[BEGIN]

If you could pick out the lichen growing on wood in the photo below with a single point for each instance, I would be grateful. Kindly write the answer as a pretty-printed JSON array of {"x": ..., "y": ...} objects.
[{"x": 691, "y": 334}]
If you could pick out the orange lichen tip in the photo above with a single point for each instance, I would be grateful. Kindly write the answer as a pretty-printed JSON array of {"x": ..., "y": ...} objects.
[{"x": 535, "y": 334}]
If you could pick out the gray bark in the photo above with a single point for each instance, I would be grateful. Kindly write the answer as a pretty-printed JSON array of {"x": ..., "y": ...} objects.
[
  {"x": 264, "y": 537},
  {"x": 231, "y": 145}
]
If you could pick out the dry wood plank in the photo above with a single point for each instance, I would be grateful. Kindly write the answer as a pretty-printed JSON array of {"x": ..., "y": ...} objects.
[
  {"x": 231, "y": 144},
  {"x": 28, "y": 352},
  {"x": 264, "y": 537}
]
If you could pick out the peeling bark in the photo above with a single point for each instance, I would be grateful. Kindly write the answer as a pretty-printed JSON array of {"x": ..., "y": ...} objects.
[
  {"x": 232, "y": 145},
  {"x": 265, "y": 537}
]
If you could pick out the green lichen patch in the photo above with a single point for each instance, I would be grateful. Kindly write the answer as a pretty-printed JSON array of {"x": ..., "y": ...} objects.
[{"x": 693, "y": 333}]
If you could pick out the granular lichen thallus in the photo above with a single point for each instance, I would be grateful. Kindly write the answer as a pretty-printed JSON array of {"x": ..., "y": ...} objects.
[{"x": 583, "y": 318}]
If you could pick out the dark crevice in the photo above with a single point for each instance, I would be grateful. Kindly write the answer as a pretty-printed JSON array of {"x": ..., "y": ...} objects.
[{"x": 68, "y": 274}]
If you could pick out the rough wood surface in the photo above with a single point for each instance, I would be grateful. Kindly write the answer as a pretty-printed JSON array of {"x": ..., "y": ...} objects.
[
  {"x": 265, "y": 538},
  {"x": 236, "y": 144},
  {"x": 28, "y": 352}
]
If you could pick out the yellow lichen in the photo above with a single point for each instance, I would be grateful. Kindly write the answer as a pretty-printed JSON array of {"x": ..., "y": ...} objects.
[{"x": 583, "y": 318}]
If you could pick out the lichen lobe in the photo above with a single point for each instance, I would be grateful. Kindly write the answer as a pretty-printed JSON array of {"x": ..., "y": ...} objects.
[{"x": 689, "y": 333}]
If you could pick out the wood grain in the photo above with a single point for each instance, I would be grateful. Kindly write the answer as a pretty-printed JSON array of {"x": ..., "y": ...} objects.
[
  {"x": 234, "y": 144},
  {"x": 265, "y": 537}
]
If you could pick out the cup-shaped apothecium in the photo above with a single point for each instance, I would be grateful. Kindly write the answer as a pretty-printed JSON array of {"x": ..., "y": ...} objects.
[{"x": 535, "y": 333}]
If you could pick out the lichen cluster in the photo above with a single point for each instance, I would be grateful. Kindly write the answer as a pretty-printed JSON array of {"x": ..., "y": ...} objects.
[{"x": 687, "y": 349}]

[END]

◆ **EXERCISE TASK**
Revise the entries above by replacing each occurrence of "I would be grateful" with "I would appreciate it", keeping everything else unchanged.

◆ **FINISHED TASK**
If you could pick out the lichen growing on wood in the photo below with a single point for each instance, I would appreciate it. Kindly write the answer as a pretty-printed JSON array of {"x": ..., "y": ...} objects.
[{"x": 691, "y": 334}]
If you could pick out the orange lichen tip in the photo above with a single point for each instance, I would appreciate it. Kindly write the answer as a pretty-printed JSON array of {"x": ..., "y": ...} objects.
[{"x": 535, "y": 334}]
If you could pick out the gray bark in the photo above with a single point for each instance, I would appreciate it. Kindly write the answer as a pretty-printed JSON array of {"x": ..., "y": ...} objects.
[
  {"x": 264, "y": 537},
  {"x": 231, "y": 145}
]
If you could pick out the dry wood plank in the photo above with a single point for each instance, I would appreciate it. Kindly write the answer as a pretty-printed JSON array of {"x": ..., "y": ...} objects.
[
  {"x": 231, "y": 144},
  {"x": 28, "y": 352},
  {"x": 264, "y": 537}
]
If you could pick out the peeling bark in the photo above with a single point for each instance, I would appreciate it. Kindly write the answer as a pretty-printed JSON array of {"x": ..., "y": ...} objects.
[
  {"x": 232, "y": 145},
  {"x": 265, "y": 537}
]
If you could pick out the green lichen patch in the photo above with a single point for each instance, I would appreciate it. Kindly write the answer as a pretty-printed JSON array of {"x": ..., "y": ...} objects.
[{"x": 693, "y": 333}]
If you could pick out the granular lichen thallus in the photo above with a single point for each instance, I would appreciate it. Kindly write the answer as a pretty-printed JSON array of {"x": ..., "y": ...} objects.
[{"x": 583, "y": 318}]
If you could pick out the dark crevice in the photo above with a single point for each instance, I would appreciate it. Kindly write the answer as a pretty-printed JSON array of {"x": ..., "y": ...} objects.
[{"x": 68, "y": 274}]
If you could pick out the rough wood surface in the photo above with a single point for each instance, I would appreciate it. Kindly write the answer as a pretty-printed JSON array of {"x": ..., "y": ...} objects.
[
  {"x": 265, "y": 538},
  {"x": 236, "y": 144},
  {"x": 28, "y": 352}
]
If you could pick out the yellow lichen in the photo above with a single point for each instance, I would appreciate it. Kindly write the answer as a pretty-printed JSON array of {"x": ..., "y": ...} objects.
[{"x": 583, "y": 318}]
If you could pick out the lichen lobe in the photo above with a single point for each instance, I would appreciate it. Kindly write the answer as a pretty-printed JSON array of {"x": ..., "y": ...} objects.
[{"x": 689, "y": 333}]
If you could pick out the wood grain in the photo above with a single point for each instance, I would appreciate it. Kindly write the answer as a pretty-printed JSON array of {"x": ..., "y": ...} objects.
[
  {"x": 234, "y": 144},
  {"x": 265, "y": 537}
]
If you could pick out the cup-shaped apothecium in the photo above with a single point for each instance, I would appreciate it. Kindly write the answer as a pretty-printed JSON array of {"x": ..., "y": ...} objects.
[{"x": 535, "y": 333}]
If you could pick out the lichen cluster in the photo above with a single point for each instance, I would appreciate it. Kindly write the answer as a pretty-printed JSON array of {"x": ..., "y": ...} objects.
[{"x": 687, "y": 349}]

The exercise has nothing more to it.